- _The task_
Everything in the records except the pictures must be copied out exactly.

- _Provided records_
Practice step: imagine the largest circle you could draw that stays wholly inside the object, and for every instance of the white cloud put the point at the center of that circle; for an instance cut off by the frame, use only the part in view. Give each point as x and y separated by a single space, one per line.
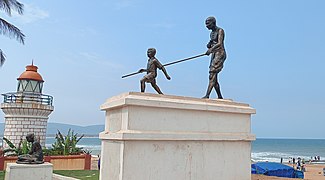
162 25
95 58
31 14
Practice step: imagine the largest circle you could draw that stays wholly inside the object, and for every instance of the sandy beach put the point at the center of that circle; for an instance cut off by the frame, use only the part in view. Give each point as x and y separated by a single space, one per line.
313 172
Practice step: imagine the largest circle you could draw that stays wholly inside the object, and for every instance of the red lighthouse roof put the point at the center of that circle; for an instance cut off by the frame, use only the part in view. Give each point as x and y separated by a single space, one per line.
31 74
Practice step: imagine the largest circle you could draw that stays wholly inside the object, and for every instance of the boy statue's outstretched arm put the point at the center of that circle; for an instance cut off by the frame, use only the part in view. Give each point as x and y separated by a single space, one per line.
165 72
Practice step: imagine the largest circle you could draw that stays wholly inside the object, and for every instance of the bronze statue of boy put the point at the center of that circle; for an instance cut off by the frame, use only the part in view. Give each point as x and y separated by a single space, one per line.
35 155
151 70
218 55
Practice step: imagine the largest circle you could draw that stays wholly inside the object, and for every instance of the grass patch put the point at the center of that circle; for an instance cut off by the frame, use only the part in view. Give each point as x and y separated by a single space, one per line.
79 174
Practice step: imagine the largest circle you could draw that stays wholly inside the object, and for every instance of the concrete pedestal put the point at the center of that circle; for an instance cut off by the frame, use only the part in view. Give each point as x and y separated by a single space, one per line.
159 137
16 171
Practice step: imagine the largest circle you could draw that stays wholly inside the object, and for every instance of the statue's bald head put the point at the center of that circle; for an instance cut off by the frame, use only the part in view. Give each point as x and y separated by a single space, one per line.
211 19
151 52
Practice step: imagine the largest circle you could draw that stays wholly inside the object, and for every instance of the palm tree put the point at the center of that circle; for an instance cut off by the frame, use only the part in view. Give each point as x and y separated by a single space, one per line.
8 29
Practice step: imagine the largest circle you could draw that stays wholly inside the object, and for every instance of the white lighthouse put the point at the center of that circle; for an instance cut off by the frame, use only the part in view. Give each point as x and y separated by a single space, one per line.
27 110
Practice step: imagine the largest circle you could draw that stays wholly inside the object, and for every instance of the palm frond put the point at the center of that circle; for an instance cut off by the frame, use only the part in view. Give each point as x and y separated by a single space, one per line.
12 31
8 5
2 58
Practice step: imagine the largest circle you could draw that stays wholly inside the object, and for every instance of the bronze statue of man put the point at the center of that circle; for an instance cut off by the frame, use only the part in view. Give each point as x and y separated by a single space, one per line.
35 155
218 55
151 70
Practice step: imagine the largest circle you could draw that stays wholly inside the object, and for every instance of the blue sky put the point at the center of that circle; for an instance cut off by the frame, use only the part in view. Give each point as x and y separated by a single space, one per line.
275 56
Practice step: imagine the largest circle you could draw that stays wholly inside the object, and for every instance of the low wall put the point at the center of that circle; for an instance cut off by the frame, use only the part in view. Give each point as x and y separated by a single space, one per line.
70 162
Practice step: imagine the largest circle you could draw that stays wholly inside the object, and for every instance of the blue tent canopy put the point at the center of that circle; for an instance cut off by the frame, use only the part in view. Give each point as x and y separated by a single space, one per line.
273 169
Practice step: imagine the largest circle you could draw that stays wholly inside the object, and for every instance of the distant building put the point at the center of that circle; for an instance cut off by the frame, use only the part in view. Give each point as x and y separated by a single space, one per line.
27 110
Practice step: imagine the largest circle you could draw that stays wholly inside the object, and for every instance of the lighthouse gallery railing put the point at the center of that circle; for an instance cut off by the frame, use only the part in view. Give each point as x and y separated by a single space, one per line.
25 97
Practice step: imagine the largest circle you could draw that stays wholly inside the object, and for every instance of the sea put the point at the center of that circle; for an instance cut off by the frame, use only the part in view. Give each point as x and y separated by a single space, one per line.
271 150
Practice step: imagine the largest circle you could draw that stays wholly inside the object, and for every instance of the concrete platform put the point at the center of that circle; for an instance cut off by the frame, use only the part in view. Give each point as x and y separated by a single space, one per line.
151 136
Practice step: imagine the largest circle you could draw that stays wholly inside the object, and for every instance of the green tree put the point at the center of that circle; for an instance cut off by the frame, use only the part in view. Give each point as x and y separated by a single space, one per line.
66 145
9 29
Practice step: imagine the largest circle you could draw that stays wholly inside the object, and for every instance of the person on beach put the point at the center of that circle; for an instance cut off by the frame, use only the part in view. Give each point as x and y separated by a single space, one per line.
218 55
151 70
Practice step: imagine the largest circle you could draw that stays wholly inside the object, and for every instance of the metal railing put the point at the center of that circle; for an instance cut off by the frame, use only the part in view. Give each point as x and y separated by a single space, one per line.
25 97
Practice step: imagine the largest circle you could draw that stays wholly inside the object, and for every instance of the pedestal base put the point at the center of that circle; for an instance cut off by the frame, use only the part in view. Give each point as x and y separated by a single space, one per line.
16 171
163 137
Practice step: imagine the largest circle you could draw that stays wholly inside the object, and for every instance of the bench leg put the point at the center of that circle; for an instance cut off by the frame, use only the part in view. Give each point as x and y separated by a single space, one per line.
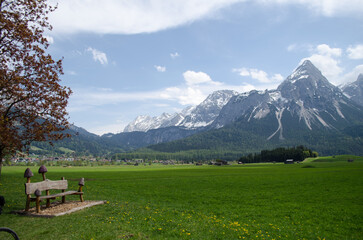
48 200
38 204
27 205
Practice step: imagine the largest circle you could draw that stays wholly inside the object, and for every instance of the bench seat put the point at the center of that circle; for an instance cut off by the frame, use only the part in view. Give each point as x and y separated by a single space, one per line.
53 196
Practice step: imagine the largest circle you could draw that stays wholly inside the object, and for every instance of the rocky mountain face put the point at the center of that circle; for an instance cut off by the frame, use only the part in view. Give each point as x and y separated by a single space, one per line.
354 90
305 109
306 97
191 117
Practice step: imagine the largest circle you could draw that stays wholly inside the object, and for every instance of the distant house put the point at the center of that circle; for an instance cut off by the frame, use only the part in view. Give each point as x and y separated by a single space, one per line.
289 161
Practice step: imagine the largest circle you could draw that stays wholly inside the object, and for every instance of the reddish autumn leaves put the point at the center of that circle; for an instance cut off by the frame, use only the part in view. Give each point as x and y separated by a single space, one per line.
32 102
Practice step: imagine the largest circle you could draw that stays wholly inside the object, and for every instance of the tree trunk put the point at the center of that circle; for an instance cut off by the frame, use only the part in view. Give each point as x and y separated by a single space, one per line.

- _Response to this task_
Practice step: imagine the largest circle you could draw that stays wholly inside the object, and for every instance of the white cloud put the point at the center of that circle; for an instance cut off by the frame, use only the part in view. Give each point as x and y separated by a single space, one per line.
162 25
95 58
31 14
Practice step: imagine the largest circle you could draw that stays wholly inside the object, and for every instance of the sandy beach put the point at the center of that circle; for an instance cut off by the frame, use only the part in view. Give each point as x and y separated by a single space, one per line.
313 172
Practice step: imagine the largest circle you could draw that stays wholly inside the object, and for every instance of the red lighthouse roof put the point at the center of that circle; for an instance cut off by the frame, use only the part in view. Give each point as x and y separated by a single space, one per line.
31 74
Practice step: imagine the largest circle you could draw that stays wholly inside the object, and for every instance of the boy statue's outstretched arm put the point at the center of that circle; for an instance cut off by the frame, use only the part in view. Give each point as x and y separated by a single space, one per line.
165 72
Practice step: imagine the largest circle you could draw that stays wholly inside the object, and for every instance of the bronze statue of boy put the point at the center of that circle; for an instance cut off by the frame, use only the part in view. Give each point as x and y separated by a single space, one per line.
35 155
151 70
218 55
Practice step: imagine the largest circle you could draw that stays wholly inside the object, and for every instance of the grass patch put the point at the center of that circle; for an instance cut off by the frame, use only the part in view. Give each point as x and y separated by a single space, one per line.
79 174
Practice step: imagine the largest circle you could draw that stays wholly inside the object, and for every instance of the concrete pedestal put the point at the center of that circle; for an instance cut off by the frame, use only the part in view. Give each point as x and y separated by a single space, one per line.
159 137
16 171
Practice step: imagine the largest circle you could draw that stays wholly inside the object, and for every instance of the statue's bald head put the point at the center of that circle; for an instance cut off by the frame, use only the part in view. Give each point as x and y separated by a single space, one per line.
211 19
151 52
Practice step: imagine the largest circle you could draw that stays wholly inside the object, and for every instance of the palm tree put the point at the center of that circle; for an instance cut off by the frame, use only the part in view. Give each point as x and y separated by a single space, one per line.
8 29
Practice step: imagine the largest circle you could draw that stays wholly inside the object, and for every instance of the white lighthouse put the point at the center of that circle; for an instance cut off by the frame, use only the part in view. Give each point as x and y separated by a single space, one per line.
27 110
Practice step: imagine the largest circle you could draw that stays wholly inside the object, and for every instance of the palm frond put the point at the center of that circle; for an instance cut off by the frame, use only the part in view. Give each point as x and y separated by a single space, one per line.
12 31
8 5
2 58
Practice step: imagine the largest circle you could draw that stays wholly inside the object, and for every instance of the bronze statue of man put the point at the center of that circle; for an instance cut off by the frame, use only the part in view. Give each point as x and y separated by a single space, one per line.
35 155
218 55
151 70
Practice step: imagine the largest circle you could draw that stays wholly inside the object, and for every instance of the blue sky put the point at the center of that circle; for an instance cut off by the frame, use only the part in view. Give each point as x and y separated by a single space, one per line.
275 56
Practice step: imagine the largest circle you could draw that stays wholly inside the object, and for every instance of the low wall put the point at the center of that circle; for an instance cut off by the frame, use only the part in view. Give each point as x and y separated by a single space, one per line.
70 162
Practice step: imagine the largest circle you could draw that stays wholly inside the object, and for every instance of the blue tent canopy put the point at the center of that circle; for an instance cut off by the frame, use only the part in view. Give each point as x and y separated by a single space, one per line.
273 169
Practice step: imagine the largest circle you could draw that stays wholly inside the object, and for every instance of the distant building put the point at the center of that circle; for an instance cut off by the frame, use only the part in view. Give each point as x and y separated by a single space, one per line.
27 110
Practice step: imagine the largest circle you could draw that stays wholly inside the object, and for every instance of the lighthouse gallery railing put the point at the center of that circle; for an instance cut off by the frame, use only the part in view. Give each point as x and y separated by a single space, one per line.
25 97
Practice step: imagine the largest circle you could draw that stays wholly inside the object, and for every instance of the sea put the point at the center of that circle; for an instance cut off by the frame, use only the part in view. Give each point as x and y separated by a single space, one per line.
271 150
Practice step: imagine the largest circle you could draw that stays wholly inside the object, and for every instance of the concrete platform put the point at the center of that circle; for an instance cut off by the frame, use only the part in view. Give each point as x and y separated by a single space, one per line.
151 136
Practice step: imagine the largest circle you could draw that stays wholly inside the object, and for every instance of the green tree put the point at the center of that circle; for an instance cut off by the frame, use only the part in view. Give each point as x and y separated by a single space, one per line.
66 145
9 29
Practice step: imagine the largest circle you could draw that stays wholly inside the object, and for every instance of the person on beach put the point at the center of that circle; for an instance cut off by the frame, use only the part in view. Give each point as x and y separated by a single space, one per line.
218 55
151 70
Practice step: imagine the largest circle you could draw that stays wholly inside the object, and for every instance of the metal railing put the point at the center of that circle; for an instance cut off by the frame, use only the part in view. Give each point as x and y separated by a single space, one per line.
25 97
Practice step: imagine the largest circle you could draw that stays wholly inside the object, and for every instance of the pedestal base put the point at the center of that circle; for an instance cut off by the frame, use only the part in view. Give each point as x and y separated by a single space, one per line.
16 171
163 137
Practice step: imagine the largest circle you could draw that stays wholly inside the object, and for every instance of the bench leg put the point at the center of that circle; for an instance cut off by the frame, use only the part in view. Give each point as x and y separated by a single space, one per line.
48 200
38 204
27 205
Practice step: imagine the largest circle you could draw that stays wholly inside the object, and for every instance of the bench seat put the point at the center of that circle; for an instance cut off by the frame, use only the part in view. Give each point as x and y separated by a single space, one per line.
53 196
Practice step: imagine the largest circle you could draw that stays wholly inside the object, and for every instance of the rocky mountain face put the point at the center of that circle; for an instance cut off by the frame, use only the part in view. Give each point as x and y separated by a single space, one per line.
354 90
305 109
306 97
191 117
Practice step: imagine the largest circle you could draw that stays wholly inside the object, and for every instance of the distant house put the point at the center of that circle; for an instance cut off by the frame, use only the part in view. Give each point as x and y separated by a single space, one per line.
289 161
Practice step: imagine the largest circle you could draw that stays wholly inside the object, and for every instance of the reddish autumn leaves put the point at the center of that circle; for an instance cut off by the frame, use only the part in view. Give each point as x and y separated by a single space, one per line.
32 102
Practice step: imagine the largest circle you could draw that stays wholly inside the object, and for every instance of the tree trunk put the point at the center of that circle; for an instance cut off by the frame, use only the part in view. Give each point as x and y separated by a single space, one per line.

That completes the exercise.